Return the lines from the one containing "of the small" to the end of the material, both end lines included, exactly and with nothing else.

***** Data under study

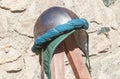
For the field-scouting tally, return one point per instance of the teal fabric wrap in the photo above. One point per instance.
(55, 36)
(58, 30)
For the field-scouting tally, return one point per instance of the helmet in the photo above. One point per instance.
(52, 17)
(55, 16)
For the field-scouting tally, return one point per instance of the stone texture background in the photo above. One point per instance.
(16, 36)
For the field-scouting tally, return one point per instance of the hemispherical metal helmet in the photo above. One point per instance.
(52, 17)
(55, 16)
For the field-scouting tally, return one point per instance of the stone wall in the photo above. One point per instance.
(16, 36)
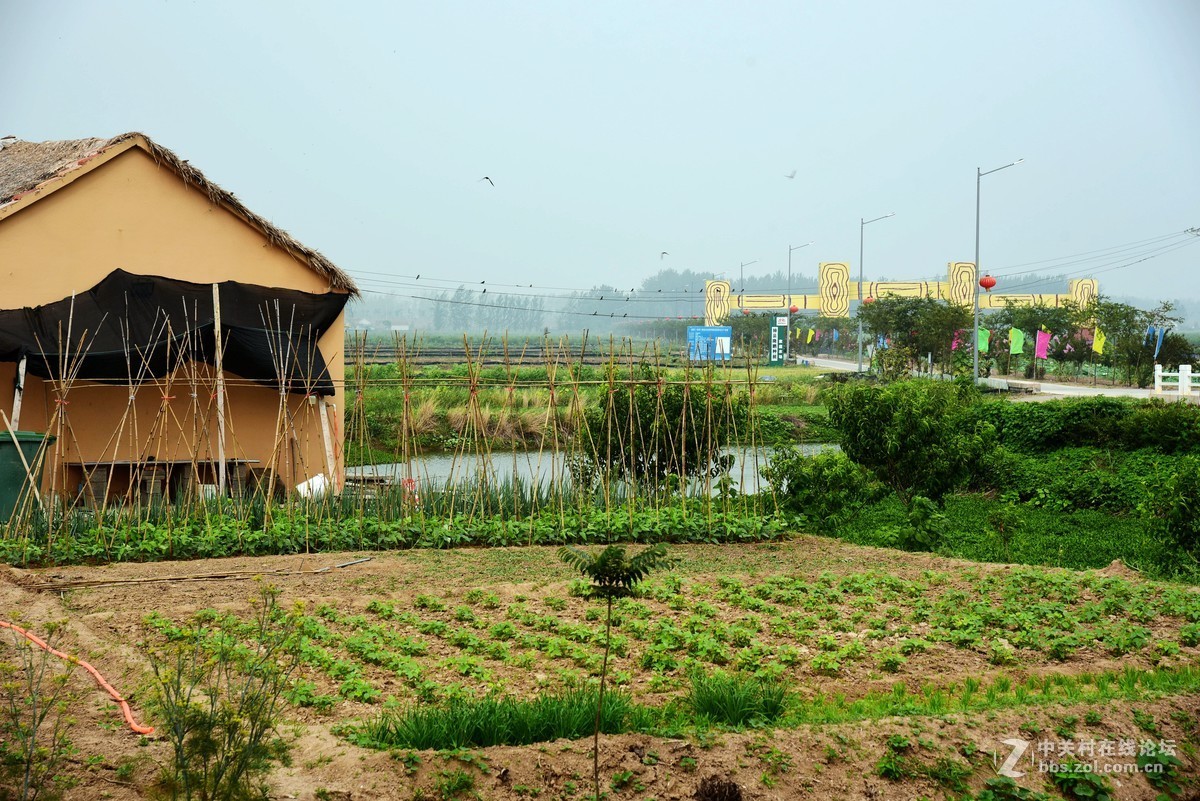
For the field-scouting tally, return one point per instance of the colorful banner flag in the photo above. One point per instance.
(1017, 342)
(1042, 344)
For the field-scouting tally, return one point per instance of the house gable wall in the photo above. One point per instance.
(136, 215)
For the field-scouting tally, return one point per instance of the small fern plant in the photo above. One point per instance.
(612, 574)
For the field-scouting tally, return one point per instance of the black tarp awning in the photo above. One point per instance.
(132, 327)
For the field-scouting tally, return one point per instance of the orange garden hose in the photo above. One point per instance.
(95, 674)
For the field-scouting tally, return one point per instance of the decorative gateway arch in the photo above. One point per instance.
(835, 290)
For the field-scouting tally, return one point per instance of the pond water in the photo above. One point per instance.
(544, 467)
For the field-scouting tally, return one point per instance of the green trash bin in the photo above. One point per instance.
(13, 477)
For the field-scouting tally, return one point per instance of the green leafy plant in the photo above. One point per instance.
(217, 704)
(1075, 780)
(34, 726)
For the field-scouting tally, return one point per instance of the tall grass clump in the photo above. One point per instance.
(479, 723)
(737, 700)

**********

Output for this task:
For the field-scouting tally, return one point per instance of the small fern plant in the photo above. One point per instance.
(612, 574)
For the field-scouting tally, return one point per instance of the black tarp awning in the photo above. One point per instance.
(132, 327)
For the field-scouting tally, return one point per instance of the orange garden hose in the photo above. One point per instance.
(95, 674)
For the field-scouting tally, return one point per instance of the decorative gateway arch in the photo above. One point per instance.
(835, 290)
For the field-scouting tally, return one point per instance of the pond water in the photo above. One point per instance.
(544, 467)
For the field-scouting tally, return one point per instance of the green trash bin in the photo above. One point per instance.
(13, 477)
For the field-scouting tally, return one point per instance of the green leafy plant in the photo above. One point per instance.
(217, 704)
(1075, 780)
(34, 726)
For the field-scouting tally, return one point per instance of the tall grass clump in the photo above. One point per instance.
(479, 723)
(737, 700)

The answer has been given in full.